**Records for the exercise:**
---*---
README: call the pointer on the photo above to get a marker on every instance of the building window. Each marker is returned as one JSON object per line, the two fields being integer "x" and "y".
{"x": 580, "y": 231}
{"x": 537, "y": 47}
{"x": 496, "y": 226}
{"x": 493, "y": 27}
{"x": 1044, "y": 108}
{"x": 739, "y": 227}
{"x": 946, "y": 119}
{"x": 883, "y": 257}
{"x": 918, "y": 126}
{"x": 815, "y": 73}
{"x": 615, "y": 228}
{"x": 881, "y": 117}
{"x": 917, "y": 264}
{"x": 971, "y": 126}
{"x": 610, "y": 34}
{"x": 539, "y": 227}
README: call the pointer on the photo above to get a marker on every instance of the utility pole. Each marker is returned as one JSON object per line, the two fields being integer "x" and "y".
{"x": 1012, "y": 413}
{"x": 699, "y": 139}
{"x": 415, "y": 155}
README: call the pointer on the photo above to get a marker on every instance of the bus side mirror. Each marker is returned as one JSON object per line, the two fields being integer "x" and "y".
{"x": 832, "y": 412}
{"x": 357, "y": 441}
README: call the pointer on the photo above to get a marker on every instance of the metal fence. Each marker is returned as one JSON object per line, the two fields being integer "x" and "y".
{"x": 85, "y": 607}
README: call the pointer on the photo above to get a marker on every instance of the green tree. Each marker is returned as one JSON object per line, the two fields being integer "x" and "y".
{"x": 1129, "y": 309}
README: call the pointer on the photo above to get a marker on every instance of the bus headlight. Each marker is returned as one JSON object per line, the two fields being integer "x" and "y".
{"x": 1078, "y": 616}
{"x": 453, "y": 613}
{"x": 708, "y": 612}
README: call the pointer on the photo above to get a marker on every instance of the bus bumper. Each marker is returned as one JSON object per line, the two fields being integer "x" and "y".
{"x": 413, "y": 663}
---*---
**Exercise details:** Reproduce the part of the material above that opens with the line containing "the bus headlight." and closes with the end of the material, copying every line in that span without any change.

**Task response:**
README: call the pointer on the photo above to get a marker on every instance of the bus headlight. Each marker is returned as one JSON object per line, the two fields being integer "x" and "y".
{"x": 1078, "y": 616}
{"x": 453, "y": 613}
{"x": 708, "y": 612}
README: call the pointer on the photo above to get a marker on every instance of the bus bumper. Each marker is returned as one JSON object per line, the two fields being integer "x" and "y".
{"x": 413, "y": 663}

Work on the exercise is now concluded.